▶ _What you need to do_:
Your task is to output all the records below, word for word.

Location identification entries
* * * * * * *

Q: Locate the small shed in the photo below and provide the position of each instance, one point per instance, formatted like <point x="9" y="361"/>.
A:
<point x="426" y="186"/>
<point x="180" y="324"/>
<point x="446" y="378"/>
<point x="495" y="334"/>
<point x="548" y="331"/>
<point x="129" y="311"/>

* * * * * * *

▶ _Correct answer_:
Q: Locate the small shed in the photo below and provide the position of each instance, one point per instance, formatted like <point x="9" y="361"/>.
A:
<point x="426" y="186"/>
<point x="180" y="324"/>
<point x="446" y="378"/>
<point x="495" y="334"/>
<point x="548" y="331"/>
<point x="129" y="311"/>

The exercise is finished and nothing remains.